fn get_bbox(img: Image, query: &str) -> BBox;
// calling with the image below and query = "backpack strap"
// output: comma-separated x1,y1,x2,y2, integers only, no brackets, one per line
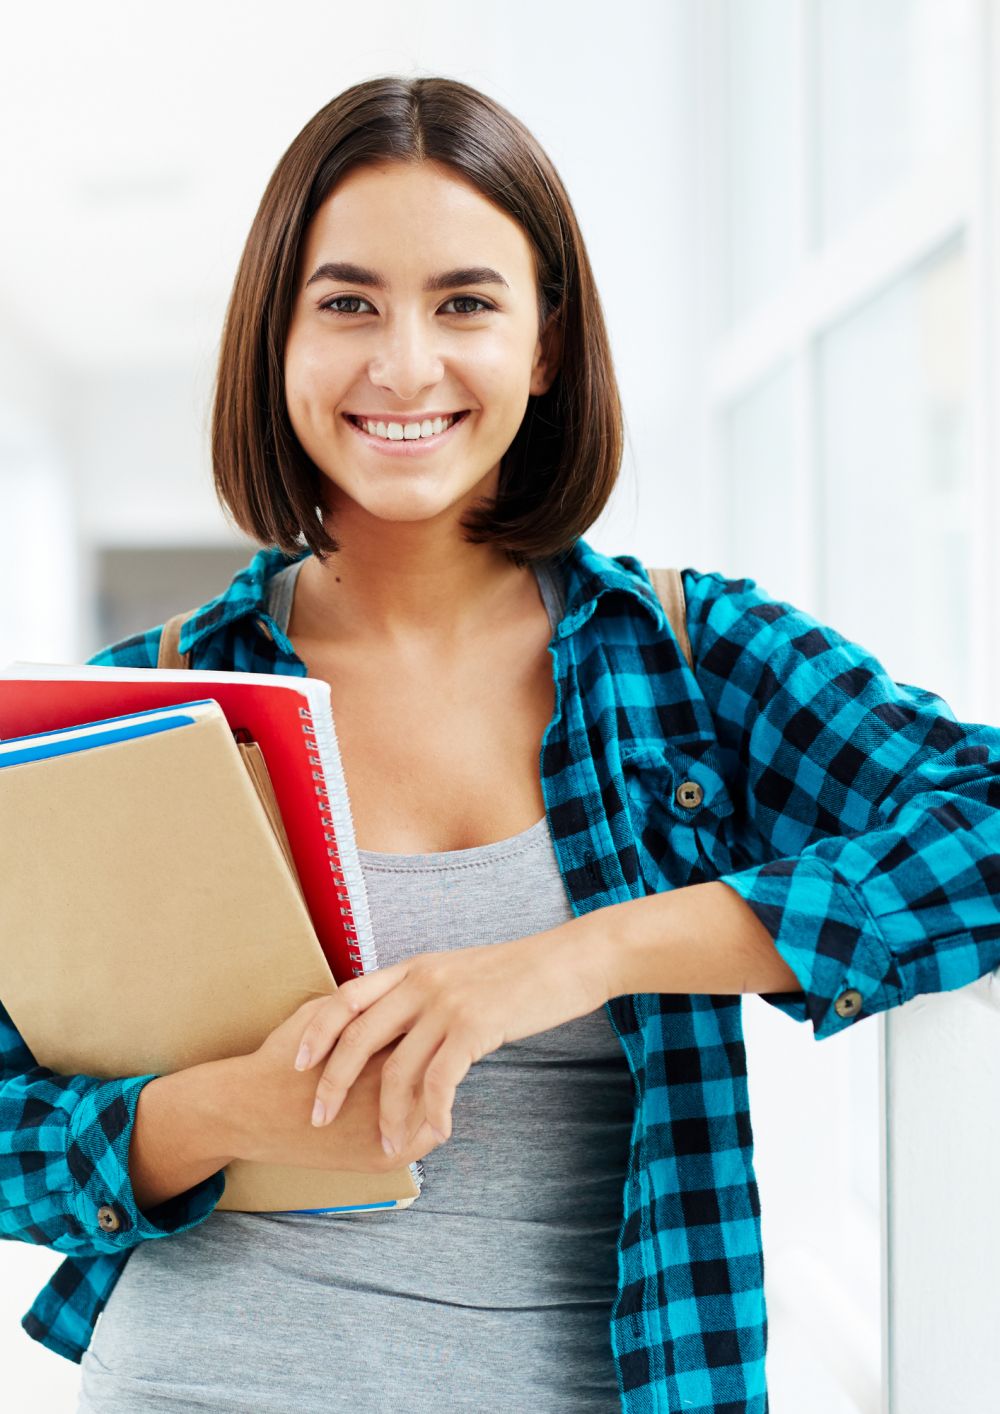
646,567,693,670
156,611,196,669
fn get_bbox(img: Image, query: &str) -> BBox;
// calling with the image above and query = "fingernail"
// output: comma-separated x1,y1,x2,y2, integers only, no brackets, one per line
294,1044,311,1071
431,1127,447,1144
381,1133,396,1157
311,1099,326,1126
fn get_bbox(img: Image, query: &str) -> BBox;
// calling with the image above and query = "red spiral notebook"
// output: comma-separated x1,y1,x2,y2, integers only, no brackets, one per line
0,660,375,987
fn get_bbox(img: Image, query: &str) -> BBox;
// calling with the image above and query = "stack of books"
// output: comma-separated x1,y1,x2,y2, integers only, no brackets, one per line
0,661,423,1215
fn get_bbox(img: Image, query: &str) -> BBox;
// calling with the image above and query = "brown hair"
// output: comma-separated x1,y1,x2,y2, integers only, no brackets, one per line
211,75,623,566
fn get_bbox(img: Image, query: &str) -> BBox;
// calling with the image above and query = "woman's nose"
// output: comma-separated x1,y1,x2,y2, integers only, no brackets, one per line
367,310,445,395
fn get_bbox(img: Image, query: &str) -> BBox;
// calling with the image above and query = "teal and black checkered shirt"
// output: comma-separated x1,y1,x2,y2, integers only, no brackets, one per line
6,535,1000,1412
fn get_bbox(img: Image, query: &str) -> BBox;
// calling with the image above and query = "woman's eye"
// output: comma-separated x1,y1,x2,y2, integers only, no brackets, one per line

> _Task to carry out_
Repeat all of the records verbatim, leaving out the pictures.

> _Solution to this problem_
fn get_bbox(img: Image, query: &str) -> BBox;
// calling with the image below and query = "backpack strap"
// output: comma-separated x1,y1,x2,y2, integers only, no brackets, one per line
646,567,693,670
156,611,196,669
fn get_bbox(img: Image, query: &str) -> BBox;
// calling with the image above and query = "fingernail"
// output: comma-separated x1,y1,x2,y2, integers only, no brackets, one per line
294,1044,311,1071
431,1127,447,1144
381,1133,396,1157
311,1099,326,1126
fn get_bbox(img: Image, query: &str) -> BBox;
// calling with the image above and query = "red spiral notebook"
// output: comma-separated x1,y1,x2,y2, integers only, no brackets, one per line
0,660,375,987
fn get_bbox(img: Image, query: &str) -> BBox;
// calling with the image above and query = "stack of books"
// output: comma-separated x1,y1,x2,y2, integers only, no brackets, one per line
0,661,423,1215
fn get_bbox(img: Image, query: &str) -> BBox;
// calling with the image above and query = "brown hair"
// output: comma-separated x1,y1,x2,y2, integers only, no brackets, one per line
211,75,623,566
fn get_bbox(img: Image, query: &str) -> BBox;
// calling with the image above and query = "woman's nose"
// output: comma-separated x1,y1,x2,y2, integers only, no brackets, one per line
367,310,445,395
fn get_bbox(img: Image, query: &str) -> BBox;
// calling with the image above and query = "teal and black checkered shirt"
// output: comma-separated x1,y1,x2,y2, integers only, no brackets, one per line
6,535,1000,1412
fn get_bbox(img: Image, query: &str) -> BBox;
// calling with the image above and query = "woman's eye"
// output: comma-separated x1,y1,x2,y2, integers only, no brackets, one per line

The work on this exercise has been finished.